**What needs to be done:** Find every line in the entries below that contains the word "green", and copy each one out. Matching is case-sensitive.

**Data rows:**
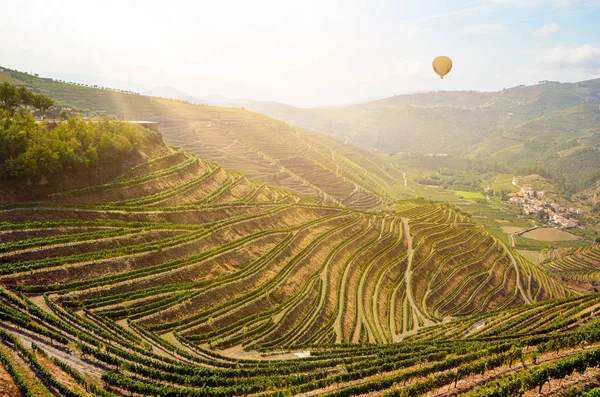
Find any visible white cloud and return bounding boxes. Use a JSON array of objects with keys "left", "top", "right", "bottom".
[
  {"left": 533, "top": 23, "right": 560, "bottom": 37},
  {"left": 486, "top": 0, "right": 544, "bottom": 7},
  {"left": 554, "top": 0, "right": 579, "bottom": 7},
  {"left": 536, "top": 44, "right": 600, "bottom": 73},
  {"left": 463, "top": 23, "right": 504, "bottom": 34},
  {"left": 394, "top": 61, "right": 429, "bottom": 77},
  {"left": 484, "top": 0, "right": 579, "bottom": 7}
]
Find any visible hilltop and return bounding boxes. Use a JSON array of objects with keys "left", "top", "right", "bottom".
[
  {"left": 0, "top": 118, "right": 600, "bottom": 397},
  {"left": 5, "top": 83, "right": 600, "bottom": 397},
  {"left": 251, "top": 79, "right": 600, "bottom": 193},
  {"left": 0, "top": 69, "right": 410, "bottom": 209}
]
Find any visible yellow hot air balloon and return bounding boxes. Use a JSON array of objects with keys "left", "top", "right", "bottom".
[{"left": 433, "top": 56, "right": 452, "bottom": 79}]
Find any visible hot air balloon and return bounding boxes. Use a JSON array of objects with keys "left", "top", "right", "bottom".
[{"left": 433, "top": 56, "right": 452, "bottom": 79}]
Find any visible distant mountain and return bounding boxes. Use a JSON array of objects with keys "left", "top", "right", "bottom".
[
  {"left": 143, "top": 86, "right": 254, "bottom": 107},
  {"left": 250, "top": 79, "right": 600, "bottom": 192}
]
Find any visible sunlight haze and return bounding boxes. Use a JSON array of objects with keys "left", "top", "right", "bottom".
[{"left": 0, "top": 0, "right": 600, "bottom": 107}]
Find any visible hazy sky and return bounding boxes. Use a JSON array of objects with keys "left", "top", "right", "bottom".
[{"left": 0, "top": 0, "right": 600, "bottom": 106}]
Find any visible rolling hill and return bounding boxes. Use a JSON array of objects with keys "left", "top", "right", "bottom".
[
  {"left": 0, "top": 116, "right": 600, "bottom": 397},
  {"left": 250, "top": 79, "right": 600, "bottom": 193},
  {"left": 0, "top": 69, "right": 412, "bottom": 209}
]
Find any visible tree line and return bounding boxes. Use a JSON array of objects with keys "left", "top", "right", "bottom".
[{"left": 0, "top": 83, "right": 146, "bottom": 179}]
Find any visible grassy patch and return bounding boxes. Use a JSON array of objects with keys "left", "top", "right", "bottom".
[{"left": 454, "top": 190, "right": 485, "bottom": 199}]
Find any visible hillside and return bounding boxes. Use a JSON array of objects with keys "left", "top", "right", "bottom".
[
  {"left": 251, "top": 79, "right": 600, "bottom": 193},
  {"left": 8, "top": 113, "right": 600, "bottom": 397},
  {"left": 0, "top": 70, "right": 412, "bottom": 209}
]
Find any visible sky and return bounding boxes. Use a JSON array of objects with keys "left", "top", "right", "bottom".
[{"left": 0, "top": 0, "right": 600, "bottom": 107}]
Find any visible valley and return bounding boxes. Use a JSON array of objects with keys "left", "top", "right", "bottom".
[{"left": 0, "top": 72, "right": 600, "bottom": 397}]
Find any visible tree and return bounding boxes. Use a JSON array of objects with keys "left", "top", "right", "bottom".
[
  {"left": 0, "top": 82, "right": 19, "bottom": 115},
  {"left": 33, "top": 94, "right": 54, "bottom": 117}
]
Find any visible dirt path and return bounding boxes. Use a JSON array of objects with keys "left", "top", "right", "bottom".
[
  {"left": 219, "top": 139, "right": 238, "bottom": 152},
  {"left": 0, "top": 323, "right": 106, "bottom": 381},
  {"left": 402, "top": 218, "right": 435, "bottom": 329},
  {"left": 498, "top": 242, "right": 532, "bottom": 304}
]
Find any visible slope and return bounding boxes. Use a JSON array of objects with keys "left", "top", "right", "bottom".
[{"left": 0, "top": 70, "right": 408, "bottom": 209}]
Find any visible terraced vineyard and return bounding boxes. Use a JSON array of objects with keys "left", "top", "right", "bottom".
[
  {"left": 0, "top": 119, "right": 600, "bottom": 397},
  {"left": 0, "top": 69, "right": 408, "bottom": 210},
  {"left": 541, "top": 244, "right": 600, "bottom": 292}
]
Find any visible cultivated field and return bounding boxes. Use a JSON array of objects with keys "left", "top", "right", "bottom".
[{"left": 523, "top": 227, "right": 579, "bottom": 241}]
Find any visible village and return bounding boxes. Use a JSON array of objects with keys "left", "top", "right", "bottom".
[{"left": 508, "top": 177, "right": 583, "bottom": 228}]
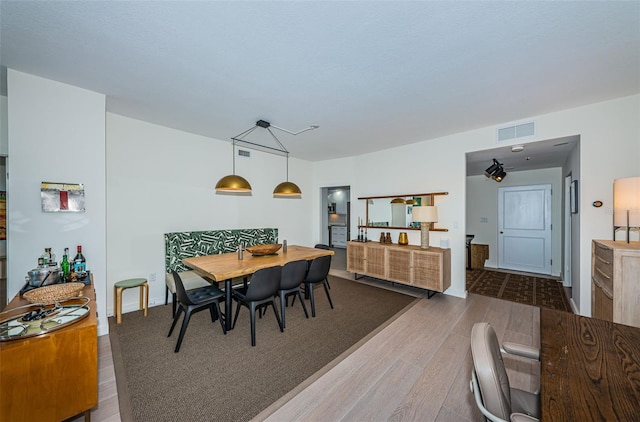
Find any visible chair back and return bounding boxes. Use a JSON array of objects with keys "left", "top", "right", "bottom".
[
  {"left": 171, "top": 270, "right": 193, "bottom": 306},
  {"left": 280, "top": 260, "right": 307, "bottom": 290},
  {"left": 245, "top": 266, "right": 282, "bottom": 301},
  {"left": 305, "top": 255, "right": 331, "bottom": 283},
  {"left": 471, "top": 322, "right": 511, "bottom": 420}
]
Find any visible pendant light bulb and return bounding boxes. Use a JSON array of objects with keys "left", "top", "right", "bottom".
[
  {"left": 216, "top": 140, "right": 251, "bottom": 193},
  {"left": 273, "top": 154, "right": 302, "bottom": 197}
]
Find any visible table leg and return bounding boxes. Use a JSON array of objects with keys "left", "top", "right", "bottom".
[{"left": 224, "top": 279, "right": 233, "bottom": 331}]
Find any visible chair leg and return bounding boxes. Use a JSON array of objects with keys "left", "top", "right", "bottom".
[
  {"left": 231, "top": 302, "right": 242, "bottom": 330},
  {"left": 249, "top": 302, "right": 256, "bottom": 346},
  {"left": 296, "top": 290, "right": 309, "bottom": 318},
  {"left": 114, "top": 287, "right": 124, "bottom": 324},
  {"left": 209, "top": 303, "right": 218, "bottom": 322},
  {"left": 174, "top": 308, "right": 192, "bottom": 353},
  {"left": 167, "top": 306, "right": 182, "bottom": 337},
  {"left": 278, "top": 290, "right": 287, "bottom": 330},
  {"left": 214, "top": 302, "right": 227, "bottom": 335},
  {"left": 304, "top": 284, "right": 316, "bottom": 318},
  {"left": 322, "top": 279, "right": 333, "bottom": 309},
  {"left": 271, "top": 298, "right": 284, "bottom": 333}
]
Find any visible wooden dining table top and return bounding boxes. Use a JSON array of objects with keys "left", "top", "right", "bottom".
[
  {"left": 540, "top": 308, "right": 640, "bottom": 421},
  {"left": 182, "top": 245, "right": 334, "bottom": 282}
]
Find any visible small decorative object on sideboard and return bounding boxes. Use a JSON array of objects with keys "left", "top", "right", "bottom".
[
  {"left": 73, "top": 245, "right": 87, "bottom": 273},
  {"left": 398, "top": 232, "right": 409, "bottom": 245}
]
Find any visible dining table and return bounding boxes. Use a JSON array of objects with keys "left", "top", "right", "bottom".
[
  {"left": 540, "top": 308, "right": 640, "bottom": 421},
  {"left": 182, "top": 245, "right": 334, "bottom": 330}
]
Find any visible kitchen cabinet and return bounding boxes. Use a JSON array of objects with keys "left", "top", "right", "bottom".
[
  {"left": 347, "top": 241, "right": 451, "bottom": 296},
  {"left": 591, "top": 240, "right": 640, "bottom": 327},
  {"left": 331, "top": 226, "right": 347, "bottom": 248},
  {"left": 0, "top": 283, "right": 98, "bottom": 422}
]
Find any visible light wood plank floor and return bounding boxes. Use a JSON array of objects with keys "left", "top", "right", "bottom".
[
  {"left": 82, "top": 270, "right": 540, "bottom": 422},
  {"left": 255, "top": 268, "right": 540, "bottom": 422},
  {"left": 67, "top": 335, "right": 120, "bottom": 422}
]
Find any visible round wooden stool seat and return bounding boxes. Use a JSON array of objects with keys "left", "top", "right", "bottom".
[{"left": 113, "top": 278, "right": 149, "bottom": 324}]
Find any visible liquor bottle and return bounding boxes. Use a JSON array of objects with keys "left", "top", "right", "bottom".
[
  {"left": 60, "top": 248, "right": 71, "bottom": 283},
  {"left": 73, "top": 245, "right": 87, "bottom": 273},
  {"left": 38, "top": 248, "right": 51, "bottom": 267}
]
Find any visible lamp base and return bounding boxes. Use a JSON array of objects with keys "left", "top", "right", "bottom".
[{"left": 420, "top": 222, "right": 430, "bottom": 249}]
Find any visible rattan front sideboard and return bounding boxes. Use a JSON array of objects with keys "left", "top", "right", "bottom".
[
  {"left": 591, "top": 240, "right": 640, "bottom": 327},
  {"left": 347, "top": 241, "right": 451, "bottom": 292}
]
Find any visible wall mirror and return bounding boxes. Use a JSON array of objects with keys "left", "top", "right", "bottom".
[{"left": 358, "top": 192, "right": 449, "bottom": 231}]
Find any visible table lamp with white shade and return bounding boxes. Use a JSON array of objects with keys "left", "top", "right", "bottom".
[
  {"left": 613, "top": 177, "right": 640, "bottom": 243},
  {"left": 411, "top": 206, "right": 438, "bottom": 249}
]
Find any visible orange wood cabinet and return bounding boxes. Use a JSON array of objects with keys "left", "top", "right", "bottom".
[{"left": 0, "top": 284, "right": 98, "bottom": 422}]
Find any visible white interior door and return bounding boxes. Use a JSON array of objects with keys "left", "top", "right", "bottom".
[{"left": 498, "top": 184, "right": 551, "bottom": 274}]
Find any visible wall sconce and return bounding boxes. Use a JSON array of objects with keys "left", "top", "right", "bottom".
[
  {"left": 613, "top": 177, "right": 640, "bottom": 243},
  {"left": 216, "top": 120, "right": 319, "bottom": 197},
  {"left": 484, "top": 158, "right": 507, "bottom": 183},
  {"left": 411, "top": 206, "right": 438, "bottom": 249}
]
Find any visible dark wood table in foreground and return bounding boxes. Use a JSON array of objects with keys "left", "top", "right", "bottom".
[{"left": 540, "top": 308, "right": 640, "bottom": 421}]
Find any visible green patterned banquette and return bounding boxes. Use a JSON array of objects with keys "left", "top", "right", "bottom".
[{"left": 164, "top": 228, "right": 278, "bottom": 273}]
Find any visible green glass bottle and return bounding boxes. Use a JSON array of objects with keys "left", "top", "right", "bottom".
[{"left": 60, "top": 248, "right": 71, "bottom": 283}]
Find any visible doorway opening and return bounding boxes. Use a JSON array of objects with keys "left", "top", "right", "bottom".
[{"left": 320, "top": 186, "right": 351, "bottom": 271}]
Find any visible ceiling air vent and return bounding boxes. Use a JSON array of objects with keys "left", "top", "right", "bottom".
[{"left": 498, "top": 122, "right": 536, "bottom": 142}]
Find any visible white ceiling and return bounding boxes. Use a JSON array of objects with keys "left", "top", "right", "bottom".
[{"left": 0, "top": 0, "right": 640, "bottom": 170}]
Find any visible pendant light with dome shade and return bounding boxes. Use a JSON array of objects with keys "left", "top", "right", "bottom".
[
  {"left": 216, "top": 120, "right": 319, "bottom": 198},
  {"left": 216, "top": 139, "right": 251, "bottom": 193},
  {"left": 273, "top": 153, "right": 302, "bottom": 197}
]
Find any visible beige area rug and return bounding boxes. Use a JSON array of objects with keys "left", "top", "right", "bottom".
[{"left": 109, "top": 276, "right": 416, "bottom": 422}]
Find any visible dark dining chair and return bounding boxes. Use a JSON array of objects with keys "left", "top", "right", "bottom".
[
  {"left": 278, "top": 260, "right": 309, "bottom": 329},
  {"left": 304, "top": 255, "right": 333, "bottom": 317},
  {"left": 167, "top": 271, "right": 227, "bottom": 353},
  {"left": 232, "top": 266, "right": 284, "bottom": 346},
  {"left": 164, "top": 271, "right": 212, "bottom": 316}
]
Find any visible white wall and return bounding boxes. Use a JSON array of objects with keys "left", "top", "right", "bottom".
[
  {"left": 107, "top": 113, "right": 318, "bottom": 315},
  {"left": 7, "top": 70, "right": 640, "bottom": 330},
  {"left": 7, "top": 69, "right": 107, "bottom": 332},
  {"left": 466, "top": 167, "right": 563, "bottom": 276},
  {"left": 0, "top": 95, "right": 9, "bottom": 258},
  {"left": 314, "top": 95, "right": 640, "bottom": 315}
]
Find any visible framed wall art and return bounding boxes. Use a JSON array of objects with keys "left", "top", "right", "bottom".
[{"left": 40, "top": 182, "right": 85, "bottom": 212}]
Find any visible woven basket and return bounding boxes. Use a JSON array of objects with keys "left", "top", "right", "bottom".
[{"left": 22, "top": 283, "right": 84, "bottom": 305}]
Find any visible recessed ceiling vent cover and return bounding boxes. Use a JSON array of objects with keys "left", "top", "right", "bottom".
[{"left": 498, "top": 122, "right": 536, "bottom": 142}]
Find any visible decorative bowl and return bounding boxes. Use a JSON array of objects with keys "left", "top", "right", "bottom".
[
  {"left": 246, "top": 243, "right": 282, "bottom": 256},
  {"left": 22, "top": 283, "right": 84, "bottom": 305}
]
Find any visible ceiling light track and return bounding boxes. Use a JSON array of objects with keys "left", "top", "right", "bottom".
[{"left": 216, "top": 120, "right": 319, "bottom": 197}]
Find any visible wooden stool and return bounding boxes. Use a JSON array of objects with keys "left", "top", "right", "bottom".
[{"left": 113, "top": 278, "right": 149, "bottom": 324}]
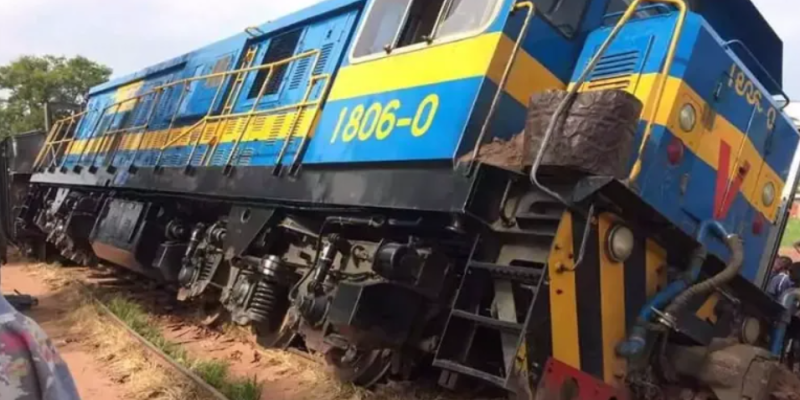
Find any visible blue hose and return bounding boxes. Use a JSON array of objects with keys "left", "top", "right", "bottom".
[{"left": 617, "top": 220, "right": 728, "bottom": 358}]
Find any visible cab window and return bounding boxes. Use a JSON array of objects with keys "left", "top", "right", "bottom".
[
  {"left": 606, "top": 0, "right": 664, "bottom": 17},
  {"left": 533, "top": 0, "right": 592, "bottom": 38},
  {"left": 353, "top": 0, "right": 501, "bottom": 57}
]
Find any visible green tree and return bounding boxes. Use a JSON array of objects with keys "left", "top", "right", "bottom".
[{"left": 0, "top": 55, "right": 111, "bottom": 137}]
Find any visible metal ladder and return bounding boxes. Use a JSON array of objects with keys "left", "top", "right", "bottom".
[{"left": 433, "top": 200, "right": 563, "bottom": 392}]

**Written solution:**
Find any visible green patterned banquette and return bounding boxes. Use a JSON array of objects with keys "left", "top", "right", "bottom".
Find any visible green glass bottle and return bounding boxes. Use a JSON array of objects with keys "left", "top", "right", "bottom".
Find any visible green tree and return bounding boxes. Use a JSON array of objects with keys "left", "top", "right", "bottom".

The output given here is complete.